(Records)

⁂

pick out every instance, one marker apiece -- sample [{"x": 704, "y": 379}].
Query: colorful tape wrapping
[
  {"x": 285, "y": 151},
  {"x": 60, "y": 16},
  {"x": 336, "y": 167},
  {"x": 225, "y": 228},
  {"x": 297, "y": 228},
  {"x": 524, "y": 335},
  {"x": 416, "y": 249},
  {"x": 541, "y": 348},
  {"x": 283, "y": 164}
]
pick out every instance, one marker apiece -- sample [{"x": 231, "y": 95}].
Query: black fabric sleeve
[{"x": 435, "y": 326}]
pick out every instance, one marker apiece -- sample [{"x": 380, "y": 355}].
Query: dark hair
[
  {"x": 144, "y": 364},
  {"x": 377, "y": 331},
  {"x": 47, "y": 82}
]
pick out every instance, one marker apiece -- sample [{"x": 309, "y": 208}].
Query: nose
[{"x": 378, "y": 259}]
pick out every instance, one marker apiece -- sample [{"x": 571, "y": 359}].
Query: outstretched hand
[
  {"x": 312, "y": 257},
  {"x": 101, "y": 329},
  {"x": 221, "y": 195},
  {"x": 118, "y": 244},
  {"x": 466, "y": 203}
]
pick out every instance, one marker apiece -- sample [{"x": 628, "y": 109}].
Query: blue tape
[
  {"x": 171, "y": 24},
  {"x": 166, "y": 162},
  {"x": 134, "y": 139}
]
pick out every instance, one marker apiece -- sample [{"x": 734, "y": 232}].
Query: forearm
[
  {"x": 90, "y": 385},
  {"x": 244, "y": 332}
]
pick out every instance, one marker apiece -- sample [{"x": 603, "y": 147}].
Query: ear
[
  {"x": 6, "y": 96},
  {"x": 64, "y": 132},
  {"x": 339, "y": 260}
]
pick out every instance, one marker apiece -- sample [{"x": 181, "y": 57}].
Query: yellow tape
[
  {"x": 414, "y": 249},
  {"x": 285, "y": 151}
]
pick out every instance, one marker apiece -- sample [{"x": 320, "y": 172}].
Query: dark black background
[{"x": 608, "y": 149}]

⁂

» **What the exercise asks**:
Please restate the records in full, word for word.

» **Final result**:
pick out every instance, one marker apiece -- sample [{"x": 704, "y": 379}].
Query: colorful tape wrapping
[
  {"x": 285, "y": 151},
  {"x": 60, "y": 16},
  {"x": 336, "y": 167},
  {"x": 225, "y": 228},
  {"x": 297, "y": 228},
  {"x": 524, "y": 335},
  {"x": 416, "y": 249},
  {"x": 541, "y": 348},
  {"x": 283, "y": 164}
]
pick out every instance, one marker apiece -- sample [{"x": 231, "y": 95}].
Query: black fabric sleeve
[{"x": 435, "y": 326}]
pick out every instance, one marker apiece -- sample [{"x": 380, "y": 355}].
Query: dark hair
[
  {"x": 144, "y": 364},
  {"x": 377, "y": 331},
  {"x": 47, "y": 82}
]
pick out every instance, one marker apiece -- sample [{"x": 309, "y": 208}].
Query: nose
[{"x": 378, "y": 259}]
pick out every instance, one marker apiece -- sample [{"x": 571, "y": 359}].
Query: outstretched hand
[
  {"x": 312, "y": 257},
  {"x": 101, "y": 329},
  {"x": 221, "y": 195},
  {"x": 118, "y": 244},
  {"x": 466, "y": 203}
]
pick out every instance, one marker apiece -- sample [{"x": 628, "y": 109}].
Query: blue tape
[
  {"x": 171, "y": 24},
  {"x": 166, "y": 162},
  {"x": 134, "y": 139}
]
pick out every instance, one marker apiece -- sample [{"x": 734, "y": 232}].
Query: forearm
[
  {"x": 90, "y": 385},
  {"x": 244, "y": 332}
]
pick out every instance, one marker apiece -- sample [{"x": 603, "y": 147}].
Query: ear
[
  {"x": 6, "y": 96},
  {"x": 64, "y": 132},
  {"x": 339, "y": 260}
]
pick out every instance, one marker apiece -- sample [{"x": 181, "y": 57}].
Query: yellow tape
[
  {"x": 414, "y": 249},
  {"x": 285, "y": 151}
]
pick out every instance, one marker apiece -- sample [{"x": 320, "y": 172}].
Query: dark black background
[{"x": 608, "y": 149}]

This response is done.